Verilen metin
- - - - - - -
Türkiye, yaklaşık bin yıl dünyanın etrafında döndüğü eksendi. Bin yıl! Selçuklu, Eyyûbî ve Osmanlı tecrübeleri, Asya, Afrika ve Avrupa’nın entelektüel, siyasî ve kültürel tarihinin şekillenmesinde bin yıl İslâm medeniyetinin dünyanın ekseni olarak tarihi yapmasını, tarihin önünde sürüklenmek yerine tarihi önüne katarak sürüklemesini sağlayan, Braudel’in ifadesiyle, “dünya-tarihsel” bir atılım gerçekleştirmesini mümkün kıldı.
Karahanlılar, Safevîler, Timûrîler, Babürîler gibi atılımlar, Selçuklu, Eyyûbîler ve Osmanlılar’la gerçekleştirilen medeniyet atılımının doğrudan veya dolaylı olarak hem yapıtaşlarını döşediler hem de itici güçleri oldular.
BİN YIL SÜREN TÜRKİYE EKSENİ...
Bin yıl, Ehli Sünnet ve’l-Cemaat omurga, Türkistan ve Horasan havzalarında yeşertilen akîdevî-kelâmî, fıkhî-siyasî ve tasavvufî-ahlâkî-estetik atılımın ekseni oldu, İslâm âlemini en büyük şemsiye, en kapsamlı çatı altında topladı, birleştirdi. Dünya, İslâm medeniyeti demekti. Hem fikrî hem de irfanî boyutlarıyla İslâm medeniyeti.
Bunu Marshall Hodgson, sinematografik bir dille şöyle tasvir eder: “16-18. yüzyıllar arasında uzaydan dünyaya gelen bir uzaylı, dünyanın sadece Müslümanların yaşadığı bir yer olduğuna hükmedebilirdi.”
- - - - - - -
Yönergeler
1 - Türkiye ekseni metninde "Bin yıl, Ehli" ile başlayıp aşağıya doğru "boyutlarıyla İslâm medeniyeti." ile biten bölümün tamamını kelimesi kelimesine aktarın.
2 - Lütfen aşağıdaki satırların hepsini hiçbirini atlamadan yeniden yazın. Yalnızca cevap olan x,y koordinatlarını 2,25 ile çarpıp buçukları yukarıya yuvarlayarak tam sayıya çevirin, örnek biçimlerdeki sayıları ise değiştirmeyin.

Sağlanan veriler
- - - - - - -
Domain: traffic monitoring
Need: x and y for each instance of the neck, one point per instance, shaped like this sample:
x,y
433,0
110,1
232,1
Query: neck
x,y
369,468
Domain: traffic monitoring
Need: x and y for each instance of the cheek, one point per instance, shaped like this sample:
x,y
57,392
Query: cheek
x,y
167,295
- - - - - - -
Sıralı cevaplar
1 -
Bin yıl, Ehli Sünnet ve’l-Cemaat omurga, Türkistan ve Horasan havzalarında yeşertilen akîdevî-kelâmî, fıkhî-siyasî ve tasavvufî-ahlâkî-estetik atılımın ekseni oldu, İslâm âlemini en büyük şemsiye, en kapsamlı çatı altında topladı, birleştirdi. Dünya, İslâm medeniyeti demekti. Hem fikrî hem de irfanî boyutlarıyla İslâm medeniyeti.

2 -
Domain: traffic monitoring
Need: x and y for each instance of the neck, one point per instance, shaped like this sample:
x,y
433,0
110,1
232,1
Query: neck
x,y
830,1053
Domain: traffic monitoring
Need: x and y for each instance of the cheek, one point per instance, shaped like this sample:
x,y
57,392
Query: cheek
x,y
376,664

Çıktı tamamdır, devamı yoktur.